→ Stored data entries

>>>>>

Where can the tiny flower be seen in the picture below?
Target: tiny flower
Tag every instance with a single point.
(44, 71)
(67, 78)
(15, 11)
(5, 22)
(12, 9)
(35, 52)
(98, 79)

<<<<<

→ ACTION ITEM
Show all lines in the records above that hold "tiny".

→ YOUR RESPONSE
Where can the tiny flower be seen in the picture below?
Target: tiny flower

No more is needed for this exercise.